> **TASK TO COMPLETE**
Transcribe the portion of the roi_coloc_overview column guide that opens with "The exact set" and closes with "cell objects inside the ROI.".

> **DOCUMENT EXCERPT**
--- START ---

Understanding the roi_coloc_overview columns

The exact set of columns depends on whether you analyze only the two primary channels or also an optional third analysis channel. The groups below explain the meaning of the standard columns.

ROI identity and object counts

• roi_id: integer ID of the ROI in the ROI label image.

• n_cells: number of segmented cell objects inside the ROI.

• n_marker_positive_cells: number of cells in that ROI that satisfy the configured marker-positivity rule.

• n_marker_objects: number of segmented marker objects inside the ROI.

If an optional third analysis channel is configured with additional cell-positivity evaluation, the following columns may also appear:

• n_optional_region_positive_cells: number of cells that are positive with respect to the optional third channel.

• n_marker_and_optional_region_positive_cells: number of double-positive cells, that is, cells that are positive for both the main marker channel and the optional third channel.

ROI geometry

• drawn_roi_area_px: 2D ROI area in pixels.

• drawn_roi_area_um2: 2D ROI area converted to square micrometers using VOXEL_SCALE_ZYX.

• roi_volume_voxels: analysis ROI volume in voxels. In a pure 2D workflow this is effectively the ROI area multiplied by the analyzed z-depth, which is usually one plane.

• roi_volume_um3: physical ROI volume in cubic micrometers.

--- END ---

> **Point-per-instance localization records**
--- START ---

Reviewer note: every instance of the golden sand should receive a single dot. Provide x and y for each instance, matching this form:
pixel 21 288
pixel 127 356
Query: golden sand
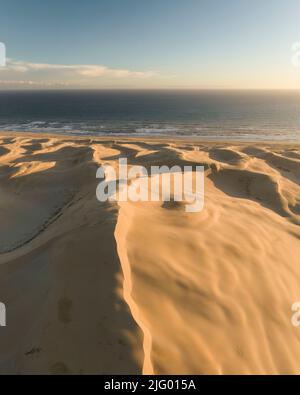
pixel 128 288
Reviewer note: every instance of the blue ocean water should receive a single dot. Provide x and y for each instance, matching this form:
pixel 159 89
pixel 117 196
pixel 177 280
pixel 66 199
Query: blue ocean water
pixel 236 115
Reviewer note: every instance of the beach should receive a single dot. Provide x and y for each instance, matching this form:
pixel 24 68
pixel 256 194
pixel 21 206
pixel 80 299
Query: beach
pixel 145 287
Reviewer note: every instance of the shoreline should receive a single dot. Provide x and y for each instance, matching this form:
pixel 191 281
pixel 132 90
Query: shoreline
pixel 188 139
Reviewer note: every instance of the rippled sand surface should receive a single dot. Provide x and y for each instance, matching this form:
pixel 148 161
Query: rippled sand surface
pixel 146 287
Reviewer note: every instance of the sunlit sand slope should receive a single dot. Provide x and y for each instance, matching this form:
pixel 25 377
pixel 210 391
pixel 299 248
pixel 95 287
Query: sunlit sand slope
pixel 96 287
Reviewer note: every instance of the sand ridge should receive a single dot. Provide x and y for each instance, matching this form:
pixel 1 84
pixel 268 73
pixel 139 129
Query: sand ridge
pixel 147 287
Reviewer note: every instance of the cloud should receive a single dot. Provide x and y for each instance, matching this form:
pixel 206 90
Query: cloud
pixel 69 71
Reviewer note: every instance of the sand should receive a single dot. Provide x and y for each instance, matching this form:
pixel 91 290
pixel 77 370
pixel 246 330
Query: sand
pixel 145 287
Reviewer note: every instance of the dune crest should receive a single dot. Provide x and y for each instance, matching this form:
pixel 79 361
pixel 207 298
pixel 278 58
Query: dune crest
pixel 145 287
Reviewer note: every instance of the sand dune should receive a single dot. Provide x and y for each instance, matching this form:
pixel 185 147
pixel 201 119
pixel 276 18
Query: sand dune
pixel 129 287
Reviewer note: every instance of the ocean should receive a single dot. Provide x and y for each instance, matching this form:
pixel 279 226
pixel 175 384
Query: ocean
pixel 222 115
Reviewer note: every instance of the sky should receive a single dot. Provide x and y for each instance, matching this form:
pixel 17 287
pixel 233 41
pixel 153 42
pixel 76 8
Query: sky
pixel 190 44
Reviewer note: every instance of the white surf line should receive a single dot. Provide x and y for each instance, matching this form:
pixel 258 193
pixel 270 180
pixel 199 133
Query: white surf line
pixel 121 230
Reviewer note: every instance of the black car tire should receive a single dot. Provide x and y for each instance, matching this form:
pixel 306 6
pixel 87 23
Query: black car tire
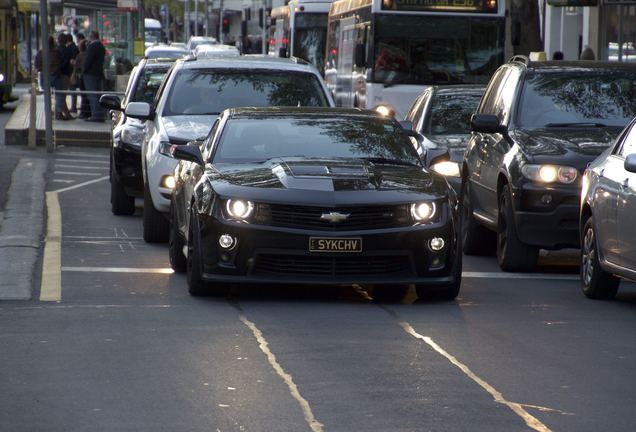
pixel 512 254
pixel 389 293
pixel 476 238
pixel 156 226
pixel 444 292
pixel 596 283
pixel 178 261
pixel 120 203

--- END ---

> **EXPECTED ANSWER**
The exact set of columns depends on whether you analyze only the two primary channels or also an optional third analysis channel. The groups below explain the meaning of the standard columns.

ROI identity and object counts

• roi_id: integer ID of the ROI in the ROI label image.

• n_cells: number of segmented cell objects inside the ROI.